* [Source data]:
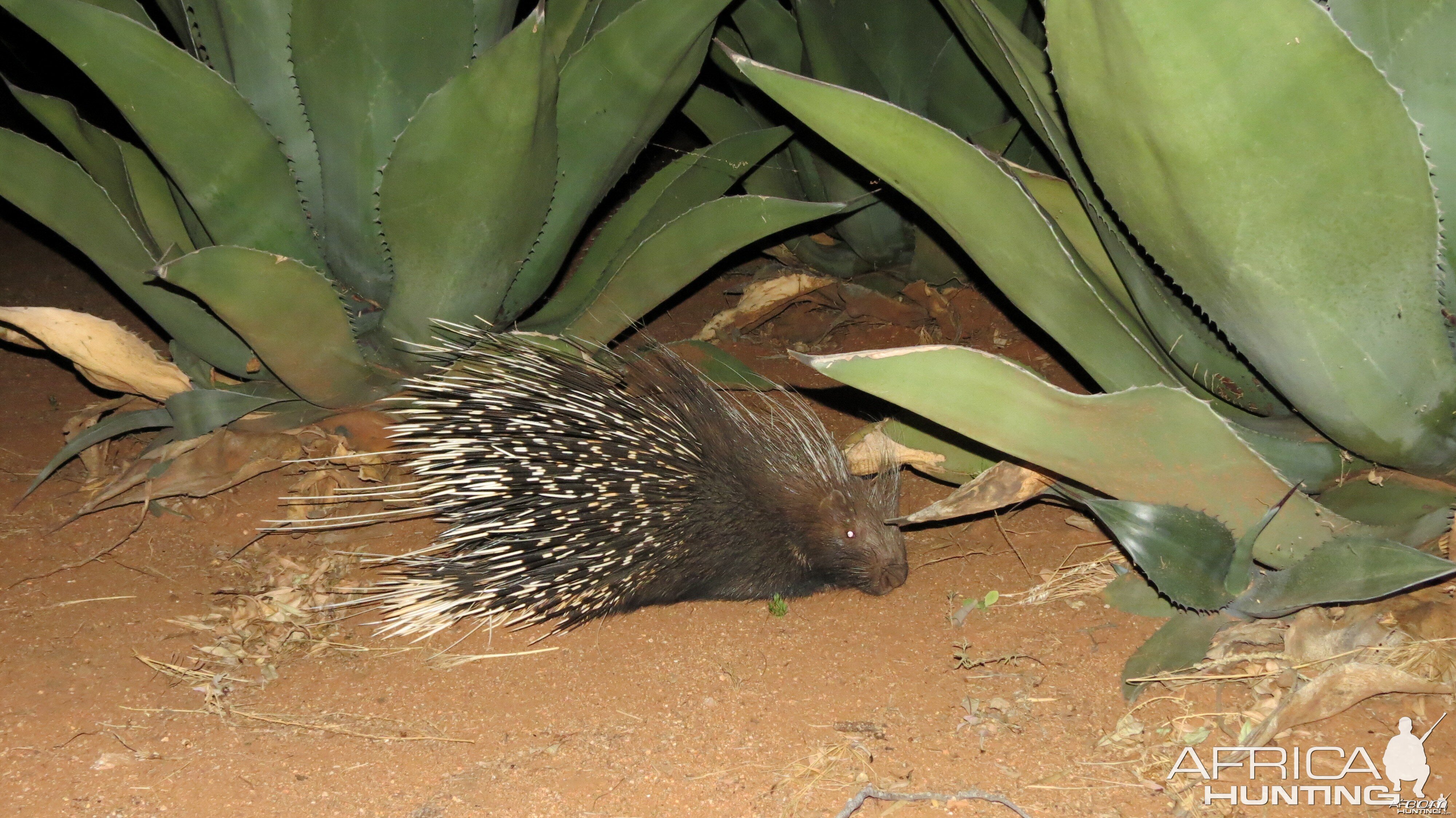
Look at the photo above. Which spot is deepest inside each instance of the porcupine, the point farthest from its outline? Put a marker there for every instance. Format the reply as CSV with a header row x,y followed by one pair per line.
x,y
577,490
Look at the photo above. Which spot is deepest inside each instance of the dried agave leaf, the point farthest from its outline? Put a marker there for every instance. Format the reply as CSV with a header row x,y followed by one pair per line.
x,y
1336,691
200,468
103,352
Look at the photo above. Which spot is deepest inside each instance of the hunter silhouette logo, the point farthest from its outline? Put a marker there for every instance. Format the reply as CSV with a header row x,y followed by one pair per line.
x,y
1406,758
1320,775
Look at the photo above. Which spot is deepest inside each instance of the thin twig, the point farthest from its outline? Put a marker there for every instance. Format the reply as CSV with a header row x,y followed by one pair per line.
x,y
871,791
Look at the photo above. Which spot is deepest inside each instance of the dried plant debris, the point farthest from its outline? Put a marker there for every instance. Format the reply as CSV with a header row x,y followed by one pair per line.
x,y
283,616
832,768
339,481
1071,581
218,689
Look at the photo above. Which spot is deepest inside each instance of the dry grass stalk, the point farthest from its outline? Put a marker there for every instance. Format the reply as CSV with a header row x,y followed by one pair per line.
x,y
825,771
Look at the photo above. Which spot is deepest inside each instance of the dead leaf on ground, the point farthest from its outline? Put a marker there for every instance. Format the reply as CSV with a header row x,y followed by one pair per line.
x,y
199,468
1336,691
103,352
998,487
874,448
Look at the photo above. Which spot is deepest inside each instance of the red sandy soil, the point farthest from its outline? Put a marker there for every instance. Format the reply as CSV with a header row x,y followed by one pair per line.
x,y
692,710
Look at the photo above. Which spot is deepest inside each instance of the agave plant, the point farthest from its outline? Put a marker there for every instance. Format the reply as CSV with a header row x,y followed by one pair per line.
x,y
318,184
905,53
1243,251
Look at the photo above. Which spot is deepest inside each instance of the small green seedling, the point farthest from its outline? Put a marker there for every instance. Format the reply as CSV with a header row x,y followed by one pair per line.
x,y
778,606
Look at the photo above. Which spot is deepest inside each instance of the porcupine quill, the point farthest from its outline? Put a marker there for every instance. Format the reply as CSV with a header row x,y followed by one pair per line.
x,y
577,490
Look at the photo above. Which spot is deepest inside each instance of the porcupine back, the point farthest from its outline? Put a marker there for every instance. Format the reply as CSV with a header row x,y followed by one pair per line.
x,y
577,490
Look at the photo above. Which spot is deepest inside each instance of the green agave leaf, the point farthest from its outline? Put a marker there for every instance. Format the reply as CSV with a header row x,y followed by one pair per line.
x,y
1132,595
363,72
685,184
1346,570
63,197
256,41
154,197
962,97
720,117
1199,123
1158,445
828,56
1412,44
290,315
615,92
1182,643
771,33
200,411
206,136
175,12
720,368
1021,69
1299,453
470,186
989,213
95,151
876,234
567,25
682,251
106,429
1186,554
963,458
493,23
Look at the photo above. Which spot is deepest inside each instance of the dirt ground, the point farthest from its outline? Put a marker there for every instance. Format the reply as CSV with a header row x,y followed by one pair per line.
x,y
692,710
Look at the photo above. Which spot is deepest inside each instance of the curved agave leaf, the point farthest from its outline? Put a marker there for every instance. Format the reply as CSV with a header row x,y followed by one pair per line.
x,y
258,295
720,368
989,213
1187,114
1023,72
1186,554
685,184
1182,643
206,136
1158,445
1403,509
1132,595
363,72
248,43
615,92
470,186
106,429
154,197
493,23
685,248
127,8
1346,570
63,197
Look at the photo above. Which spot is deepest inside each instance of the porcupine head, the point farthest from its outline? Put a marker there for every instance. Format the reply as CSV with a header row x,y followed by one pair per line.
x,y
577,488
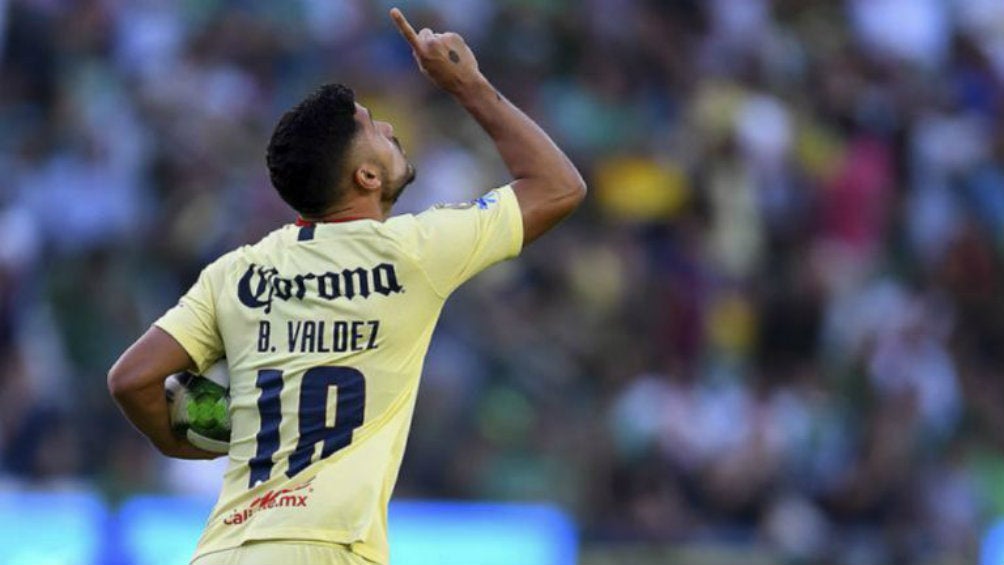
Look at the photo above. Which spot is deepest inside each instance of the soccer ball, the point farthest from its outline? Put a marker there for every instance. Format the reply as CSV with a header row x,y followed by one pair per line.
x,y
199,406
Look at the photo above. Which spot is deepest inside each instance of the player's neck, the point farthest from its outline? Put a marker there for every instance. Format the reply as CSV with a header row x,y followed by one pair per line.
x,y
357,210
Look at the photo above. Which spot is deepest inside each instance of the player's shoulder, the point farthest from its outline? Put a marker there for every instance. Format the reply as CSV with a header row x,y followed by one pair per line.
x,y
239,257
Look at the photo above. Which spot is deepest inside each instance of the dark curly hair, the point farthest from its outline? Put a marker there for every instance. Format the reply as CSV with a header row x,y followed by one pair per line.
x,y
306,154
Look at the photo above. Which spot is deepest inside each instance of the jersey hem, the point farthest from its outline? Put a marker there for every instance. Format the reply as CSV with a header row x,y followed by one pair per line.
x,y
299,535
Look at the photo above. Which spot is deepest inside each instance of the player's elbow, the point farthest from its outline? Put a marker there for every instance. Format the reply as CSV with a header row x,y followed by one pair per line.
x,y
571,192
120,381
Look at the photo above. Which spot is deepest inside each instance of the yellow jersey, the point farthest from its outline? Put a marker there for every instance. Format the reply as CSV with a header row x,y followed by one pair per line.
x,y
324,328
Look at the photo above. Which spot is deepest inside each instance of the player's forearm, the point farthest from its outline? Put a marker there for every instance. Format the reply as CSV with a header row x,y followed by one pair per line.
x,y
525,149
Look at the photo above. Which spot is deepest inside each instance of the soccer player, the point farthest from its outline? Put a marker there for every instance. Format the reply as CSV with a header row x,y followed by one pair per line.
x,y
324,324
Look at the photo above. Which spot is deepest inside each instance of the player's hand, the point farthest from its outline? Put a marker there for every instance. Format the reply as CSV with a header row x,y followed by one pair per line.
x,y
179,448
444,57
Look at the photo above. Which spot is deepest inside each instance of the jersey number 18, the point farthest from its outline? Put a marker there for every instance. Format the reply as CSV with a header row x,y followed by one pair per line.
x,y
313,429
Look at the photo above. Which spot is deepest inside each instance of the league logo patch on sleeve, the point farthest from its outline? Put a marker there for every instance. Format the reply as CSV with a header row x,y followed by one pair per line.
x,y
482,203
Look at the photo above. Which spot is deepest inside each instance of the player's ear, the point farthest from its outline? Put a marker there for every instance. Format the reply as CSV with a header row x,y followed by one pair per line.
x,y
367,177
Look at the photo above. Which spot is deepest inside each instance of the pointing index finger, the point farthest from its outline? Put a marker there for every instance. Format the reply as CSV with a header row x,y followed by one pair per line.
x,y
404,27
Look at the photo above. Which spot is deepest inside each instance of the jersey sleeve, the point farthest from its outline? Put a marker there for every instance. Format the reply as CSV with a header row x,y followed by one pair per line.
x,y
193,323
458,241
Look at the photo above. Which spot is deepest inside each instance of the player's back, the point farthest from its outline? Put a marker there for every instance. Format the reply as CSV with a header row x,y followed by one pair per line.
x,y
325,328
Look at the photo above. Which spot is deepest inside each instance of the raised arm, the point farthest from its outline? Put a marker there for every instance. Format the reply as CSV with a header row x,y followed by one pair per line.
x,y
546,184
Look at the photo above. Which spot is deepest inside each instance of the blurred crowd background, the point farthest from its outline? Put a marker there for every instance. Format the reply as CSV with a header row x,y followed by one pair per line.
x,y
777,323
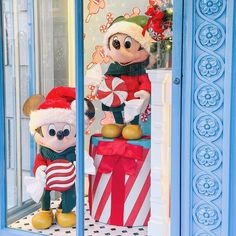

* [Directions for this task]:
Please output all the data exactly as given, with the pictures omitted.

* [Response below]:
Look at the photo above. Which spot is deepest inside each instance of the porcupine, the point farthest from its outline? Put a marker there for every instance. Format the reply as CSV with a header row x,y followed by one pair per line.
x,y
577,490
Look at the photo above. Which spot is deepest inside each instance of the dried agave leaf, the point farthest from its outline? Put a marker there for every instance. Format the reply as CSV with a header row x,y followed by one pair per line.
x,y
1336,691
200,468
103,352
Look at the photo above. Which spot is deepest inside each instance of the hunter silhouette logo, the point farthest from its outline? Put a marker there for every instance. Format the reply as CSV with a header row x,y followed by one pair per line.
x,y
1406,758
1320,775
Look at the photo above. Which spot is deepest inside each instance of the thin twig, the point farthest from its outline? Put a marker there for every instance. Format the reply as CSV with a header row x,y followed by one pair per line.
x,y
871,791
Look at the photo above. Which spot is deepest inside each instance of the dried plant debris, the point farthest from its outline? Put a marker there for every instance. Format the reply as CSV with a header row x,y followed by one pair per line.
x,y
283,616
832,768
339,481
1071,581
218,689
Look at the photo above. Which spot is deepest inside each instance of the dry grass stalk, the point farthest from its outline? Put a marker there for every instance. Format the reply as CSV with a header row x,y followed by one pair per line.
x,y
825,771
Look at the photo above. Which spot is deepest inside each instance of the dead leaf on ground, the point farthest from its outline? Put a marker there for every instance. Format the reply as CSV with a header row x,y followed by one pair per line.
x,y
199,468
1336,691
103,352
998,487
874,448
Look at the photo above. Which spot is deepest inside each instance of the red sandy soil, the point farthest from its outline? Put a marker there for every instance. Format the reply as CSV with a header row x,y followed by one pair per line.
x,y
692,710
Look at the photo above. Which spot is deepest inside each instance of the agave plant, the point farthest from its outline? Put a marker there for every instance. Format the reply as CSV with a header row x,y followed by one pair per line.
x,y
318,184
905,53
1243,251
Look at the photo above. Which spot is deepest inside each instance of the small green seedling, the point farthest from its outline? Put a marker there for every instance. Format the reply as CSV with a header row x,y followed by one pair per line.
x,y
778,606
Look at the photo above. Which spot is deepest inside each instance of the porcupine quill, the point farthest from its outline? Put a marker there for every instance. Format the reply as CSV with a header row x,y followed by one pair per line.
x,y
577,490
Look at the photo above. Which spot is deepest inside each instance of the porcupine back, the point farthest from its outline? Put a marker there for every instance. Format the reply as CSV with a header row x,y followed by one pair per line.
x,y
577,490
Look at the photo above. Which spot is deepest inside each instance of the green agave leaf, the point farthest from its outline? Put a marker there for every instance. Format the reply as CSV with a header row x,y followed by one pair per line.
x,y
1132,595
363,72
685,184
1346,570
63,197
256,41
154,197
962,97
720,117
1199,123
1158,445
828,56
1412,44
290,315
615,92
1182,643
771,33
200,411
206,136
175,12
720,368
1021,69
1299,453
470,186
989,213
95,151
876,234
567,25
682,251
106,429
1186,554
963,458
493,23
Look at the photo above. Which spot is deepest inside each instance of the dirt ground, the point farthest from its outline? Put a marker there for every instance. Format the reply as CSV with a header row x,y followed by one pair per line.
x,y
692,710
Look at the photo above. Which spot is deepest inside each instance of the curved agave leaf, the point farthest from its outline? Put a marker there for every instance. Format the reply as CSV with a header row x,y followed by one pair per line.
x,y
258,295
720,368
989,213
1187,114
1023,72
1186,554
685,184
1182,643
206,136
1158,445
1403,509
1132,595
363,72
248,43
615,92
470,186
106,429
154,197
493,23
685,248
127,8
1346,570
63,197
Look at the photo above. Which spot is deepest inside each instance of the porcupine head, the point farthest from its outline? Put a marker there for every instance. Format the reply as CSV with a header row x,y followed by one pair per line.
x,y
577,488
Look at the photo above. Which spot is deepest inside each instance of the soccer ball, the point farthest from its outline? Put a marker there for every instance. Format the reply as CSV with a header row x,y followed by one pair per line.
x,y
199,406
Look at the photo above. Which spot is deepest inside each instance of the player's neck, the point farthest from its outline? Put a marker there for every instance. Format the reply as CSV with a header row x,y followed by one pair per line.
x,y
357,210
Look at the photo above. Which spot is deepest inside each instance of the player's shoulder, the point farthest from its outline? Put a marker there for every instance. Format the reply as CSV with a header row x,y followed by one pair per line.
x,y
239,257
Look at the photo above. Which spot is deepest inside each instance of the dark curly hair, the point farthest from its outline? Put a marker there for every instance. Format the reply as CSV with a header row x,y followed by one pair per line.
x,y
306,154
Look at the photo above. Which spot is deepest inside each instance of the jersey hem, the point farthest from its outline? Put a marker there for every instance. Format the reply as CSV with a header row x,y followed by one pair per line.
x,y
299,535
Look at the photo above. Which spot is deepest inside each instance of the player's elbow, the point farthest from its outline? Put a marker there for every instance. Format the reply as CSV with a header row x,y followed by one pair per line.
x,y
571,192
120,381
Look at the photo above. Which spot is deepest inside each instance of the yellow jersey, the point farthest from its outline? Put a marker there for every instance. Format the reply as CSV with a header row x,y followed by one pair per line.
x,y
324,328
Look at the photo above. Which spot is deepest inside each instance of the player's forearm, the point farthest from its outline? Put a marker there for every instance. Format the reply as CSV with a header row x,y followed by one pair per line.
x,y
525,149
Look at the photo above. Which spot is deepest inside each instance of the soccer player, the point farthest from its outline? Put a marker there for every instance. Format the reply as CSV with a header row x,y followed by one pair per line.
x,y
324,324
Look at the photo above. Which spot is deepest inside each instance of the player's hand, the point farthest from its outline? Put a marker there for every instance. Format the reply as CSV with a header row x,y followed by one pair per line.
x,y
179,448
444,57
Look at the photo above. Which spot is deepest inside each instance of the jersey number 18, the point farthest from its outline? Put a marker there for every instance. Format the reply as CSV with a header row x,y followed by one pair per line.
x,y
313,429
Look at the photo above. Which spot is deepest inside each instance of the league logo patch on sleeve, the point farthest from its outline? Put a marker there for every instance. Format the reply as CSV with a header row x,y followed by one pair per line.
x,y
482,203
Look at the photo above. Which spot is deepest inside each instance of the player's ear, the point farthest from its outline? Put a marker there for every instance. Format the reply as CSV with a header row x,y followed by one pair per line.
x,y
367,177
Look at the photo above. Which spot is deepest inside each instance of the pointing index finger, the point farthest from its outline? Put a marker there for every instance. Format the reply as CSV with a header row x,y followed by one pair per line.
x,y
404,27
Look at the photo above. Which spot is deepest inside each instance of the jersey sleeve, the point farthest from its outline? Put a marker there for every instance. Format the reply as CSV with a header row x,y followed by one pair per line.
x,y
193,323
458,241
Look at the photo above. Which spot is deepest inside each instance of the player's back, the point farthest from its outline? Put a marker there for every instance. Format the reply as CSV with a header row x,y followed by one pair per line.
x,y
325,328
Look at the photo above. Which spot is deepest inside each instance of the raised arm, the point farthest from its outline? Put a marker there for every instance. Format the reply as CSV with a header row x,y followed by one pair per line.
x,y
546,184
Look at the photo above. Which spot is deepest inside each instance of the blurred crowd background, the point farthest from its outline? Put a marker there for every instance. Format the reply as CSV with a header row x,y followed by one pair per line.
x,y
777,323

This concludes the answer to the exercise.